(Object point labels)
-- START --
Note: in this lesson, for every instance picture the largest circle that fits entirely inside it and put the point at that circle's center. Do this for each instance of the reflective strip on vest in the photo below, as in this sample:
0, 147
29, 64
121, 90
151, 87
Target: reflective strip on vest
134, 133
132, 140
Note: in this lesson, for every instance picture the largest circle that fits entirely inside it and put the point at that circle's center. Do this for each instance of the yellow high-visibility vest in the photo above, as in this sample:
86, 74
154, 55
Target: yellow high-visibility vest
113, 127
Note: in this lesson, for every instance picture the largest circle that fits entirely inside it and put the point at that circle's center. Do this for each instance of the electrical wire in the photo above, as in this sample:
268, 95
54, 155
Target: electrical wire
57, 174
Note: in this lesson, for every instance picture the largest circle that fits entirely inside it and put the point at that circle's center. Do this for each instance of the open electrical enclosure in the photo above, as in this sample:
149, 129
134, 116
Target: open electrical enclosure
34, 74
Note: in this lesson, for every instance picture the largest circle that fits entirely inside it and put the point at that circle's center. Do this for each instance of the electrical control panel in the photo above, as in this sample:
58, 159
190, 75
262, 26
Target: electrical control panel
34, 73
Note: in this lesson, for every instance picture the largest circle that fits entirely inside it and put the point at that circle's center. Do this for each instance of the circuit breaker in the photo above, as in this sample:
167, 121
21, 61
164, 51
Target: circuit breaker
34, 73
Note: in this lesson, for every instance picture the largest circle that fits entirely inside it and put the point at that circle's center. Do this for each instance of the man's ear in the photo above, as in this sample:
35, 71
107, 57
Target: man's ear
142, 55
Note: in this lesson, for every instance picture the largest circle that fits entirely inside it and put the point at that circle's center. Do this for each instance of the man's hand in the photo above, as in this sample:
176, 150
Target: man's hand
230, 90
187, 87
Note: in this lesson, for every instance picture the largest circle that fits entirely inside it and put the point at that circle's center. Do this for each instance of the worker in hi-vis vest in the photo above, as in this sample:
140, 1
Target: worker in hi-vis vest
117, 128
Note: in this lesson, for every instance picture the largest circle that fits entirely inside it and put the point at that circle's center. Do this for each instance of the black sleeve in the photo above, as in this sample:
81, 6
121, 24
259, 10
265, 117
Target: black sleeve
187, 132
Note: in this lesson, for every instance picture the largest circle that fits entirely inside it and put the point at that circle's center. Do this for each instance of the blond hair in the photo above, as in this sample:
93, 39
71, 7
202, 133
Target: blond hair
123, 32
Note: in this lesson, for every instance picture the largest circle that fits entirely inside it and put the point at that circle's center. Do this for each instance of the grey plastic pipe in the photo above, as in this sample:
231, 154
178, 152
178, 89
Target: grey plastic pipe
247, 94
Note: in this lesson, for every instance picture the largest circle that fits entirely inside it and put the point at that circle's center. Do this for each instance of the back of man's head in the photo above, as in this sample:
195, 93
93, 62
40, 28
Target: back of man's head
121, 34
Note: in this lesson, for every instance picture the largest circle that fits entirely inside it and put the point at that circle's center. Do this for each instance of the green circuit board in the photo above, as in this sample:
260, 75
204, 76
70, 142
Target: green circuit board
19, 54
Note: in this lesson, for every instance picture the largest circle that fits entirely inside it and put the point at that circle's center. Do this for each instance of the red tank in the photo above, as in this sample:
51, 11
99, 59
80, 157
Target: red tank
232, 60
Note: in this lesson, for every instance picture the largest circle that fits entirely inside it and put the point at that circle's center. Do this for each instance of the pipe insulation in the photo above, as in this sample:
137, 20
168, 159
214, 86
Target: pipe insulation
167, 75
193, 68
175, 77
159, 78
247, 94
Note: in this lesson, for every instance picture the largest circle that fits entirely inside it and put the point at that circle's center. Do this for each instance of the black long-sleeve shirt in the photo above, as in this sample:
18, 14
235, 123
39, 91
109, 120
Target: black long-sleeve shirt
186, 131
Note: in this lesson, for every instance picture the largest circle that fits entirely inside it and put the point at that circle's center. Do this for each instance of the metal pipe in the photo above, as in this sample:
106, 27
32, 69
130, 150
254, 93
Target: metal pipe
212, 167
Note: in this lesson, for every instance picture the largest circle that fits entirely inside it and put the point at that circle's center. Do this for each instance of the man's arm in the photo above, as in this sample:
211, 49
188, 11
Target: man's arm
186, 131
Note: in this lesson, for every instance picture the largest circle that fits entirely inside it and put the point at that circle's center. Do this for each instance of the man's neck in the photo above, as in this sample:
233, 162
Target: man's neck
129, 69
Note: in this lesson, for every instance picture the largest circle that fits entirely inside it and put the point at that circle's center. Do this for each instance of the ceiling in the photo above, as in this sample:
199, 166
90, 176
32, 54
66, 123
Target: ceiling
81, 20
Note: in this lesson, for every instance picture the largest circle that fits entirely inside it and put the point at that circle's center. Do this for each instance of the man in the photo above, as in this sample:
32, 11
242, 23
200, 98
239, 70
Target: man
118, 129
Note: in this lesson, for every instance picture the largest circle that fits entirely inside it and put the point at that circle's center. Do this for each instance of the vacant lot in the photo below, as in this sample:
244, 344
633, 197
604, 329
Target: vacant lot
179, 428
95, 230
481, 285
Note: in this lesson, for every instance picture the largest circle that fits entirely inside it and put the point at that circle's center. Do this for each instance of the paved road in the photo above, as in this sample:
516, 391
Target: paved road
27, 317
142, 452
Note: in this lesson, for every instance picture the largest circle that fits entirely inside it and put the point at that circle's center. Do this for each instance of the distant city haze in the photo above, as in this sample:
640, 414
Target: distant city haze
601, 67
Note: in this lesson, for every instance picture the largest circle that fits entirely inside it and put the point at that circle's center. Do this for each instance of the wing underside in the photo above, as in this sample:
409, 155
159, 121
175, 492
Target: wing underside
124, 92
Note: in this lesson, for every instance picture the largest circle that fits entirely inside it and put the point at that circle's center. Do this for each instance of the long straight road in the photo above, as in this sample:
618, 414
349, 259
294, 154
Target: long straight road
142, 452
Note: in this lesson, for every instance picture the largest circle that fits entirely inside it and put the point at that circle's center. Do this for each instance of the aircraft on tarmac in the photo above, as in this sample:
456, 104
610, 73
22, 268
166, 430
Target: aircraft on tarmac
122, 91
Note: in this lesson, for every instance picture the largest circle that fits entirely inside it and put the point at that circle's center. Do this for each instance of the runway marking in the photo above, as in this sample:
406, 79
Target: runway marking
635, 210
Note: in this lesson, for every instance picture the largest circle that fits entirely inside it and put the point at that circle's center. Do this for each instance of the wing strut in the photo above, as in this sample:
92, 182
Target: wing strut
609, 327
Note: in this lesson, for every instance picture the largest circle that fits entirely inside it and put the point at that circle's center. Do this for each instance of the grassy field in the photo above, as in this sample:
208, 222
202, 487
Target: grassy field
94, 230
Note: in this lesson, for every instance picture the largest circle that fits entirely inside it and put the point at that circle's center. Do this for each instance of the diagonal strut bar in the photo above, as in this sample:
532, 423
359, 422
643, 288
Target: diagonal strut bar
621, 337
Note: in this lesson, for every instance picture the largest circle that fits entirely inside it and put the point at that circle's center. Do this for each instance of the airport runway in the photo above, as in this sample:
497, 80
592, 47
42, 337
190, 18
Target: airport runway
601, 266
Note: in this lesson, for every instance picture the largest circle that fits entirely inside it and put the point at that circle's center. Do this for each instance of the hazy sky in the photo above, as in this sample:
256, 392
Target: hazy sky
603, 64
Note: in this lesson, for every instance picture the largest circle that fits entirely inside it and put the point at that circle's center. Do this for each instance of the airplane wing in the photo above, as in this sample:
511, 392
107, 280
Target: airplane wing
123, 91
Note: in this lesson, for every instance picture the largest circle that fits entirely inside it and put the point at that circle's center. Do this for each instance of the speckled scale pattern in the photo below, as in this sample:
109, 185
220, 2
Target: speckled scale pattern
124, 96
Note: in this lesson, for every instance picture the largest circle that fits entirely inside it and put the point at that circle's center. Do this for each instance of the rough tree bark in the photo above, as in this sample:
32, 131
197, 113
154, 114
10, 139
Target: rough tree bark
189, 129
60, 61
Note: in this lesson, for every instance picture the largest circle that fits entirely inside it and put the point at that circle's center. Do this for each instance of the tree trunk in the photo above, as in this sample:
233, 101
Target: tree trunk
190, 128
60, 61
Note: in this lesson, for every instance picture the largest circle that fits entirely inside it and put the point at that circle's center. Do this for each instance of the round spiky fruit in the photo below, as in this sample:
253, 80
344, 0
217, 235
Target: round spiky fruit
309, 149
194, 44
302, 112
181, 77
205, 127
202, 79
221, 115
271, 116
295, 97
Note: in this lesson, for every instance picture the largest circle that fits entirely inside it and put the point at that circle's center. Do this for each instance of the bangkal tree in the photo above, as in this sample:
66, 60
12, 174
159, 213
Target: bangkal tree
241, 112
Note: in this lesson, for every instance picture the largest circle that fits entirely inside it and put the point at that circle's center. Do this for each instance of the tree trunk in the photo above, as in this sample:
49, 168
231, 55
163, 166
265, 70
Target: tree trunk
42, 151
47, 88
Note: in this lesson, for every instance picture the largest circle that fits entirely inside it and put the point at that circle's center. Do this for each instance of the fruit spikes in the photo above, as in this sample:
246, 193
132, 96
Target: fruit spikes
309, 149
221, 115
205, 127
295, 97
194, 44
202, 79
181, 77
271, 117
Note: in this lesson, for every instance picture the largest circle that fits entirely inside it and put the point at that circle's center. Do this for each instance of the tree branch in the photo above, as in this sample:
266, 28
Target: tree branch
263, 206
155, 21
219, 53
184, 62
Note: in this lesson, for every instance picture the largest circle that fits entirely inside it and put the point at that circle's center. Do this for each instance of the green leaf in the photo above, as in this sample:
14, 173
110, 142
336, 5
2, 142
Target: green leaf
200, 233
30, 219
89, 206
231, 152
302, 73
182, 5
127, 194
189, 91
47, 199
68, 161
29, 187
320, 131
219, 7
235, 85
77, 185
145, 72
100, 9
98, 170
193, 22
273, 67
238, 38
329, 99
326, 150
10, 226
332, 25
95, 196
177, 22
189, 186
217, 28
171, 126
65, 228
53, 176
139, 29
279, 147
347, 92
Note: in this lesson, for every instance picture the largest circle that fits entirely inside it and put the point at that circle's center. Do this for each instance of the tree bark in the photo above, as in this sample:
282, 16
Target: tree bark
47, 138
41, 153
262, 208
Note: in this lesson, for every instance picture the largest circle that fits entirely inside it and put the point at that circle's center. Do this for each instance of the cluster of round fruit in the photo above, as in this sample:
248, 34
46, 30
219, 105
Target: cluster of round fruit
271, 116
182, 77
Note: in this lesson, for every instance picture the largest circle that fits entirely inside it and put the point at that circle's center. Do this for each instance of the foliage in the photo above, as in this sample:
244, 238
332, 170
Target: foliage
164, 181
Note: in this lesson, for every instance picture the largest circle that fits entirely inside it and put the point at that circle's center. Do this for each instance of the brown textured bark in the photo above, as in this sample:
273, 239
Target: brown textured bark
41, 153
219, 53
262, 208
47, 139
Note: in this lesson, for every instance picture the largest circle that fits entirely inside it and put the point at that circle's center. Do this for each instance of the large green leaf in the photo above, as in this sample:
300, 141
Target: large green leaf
-- END --
INSTRUCTIONS TO FOLLOW: Copy out word for word the lines from the one containing "of the large" through the end of the entries, including both ends.

FINAL RESULT:
Note: in this lesson, for every instance picture the largest circle that fits entirely inside it and put the point at that circle's center. Do this for each instance of the large green leaf in the photo above, as in this sample:
300, 141
Target: large green leaf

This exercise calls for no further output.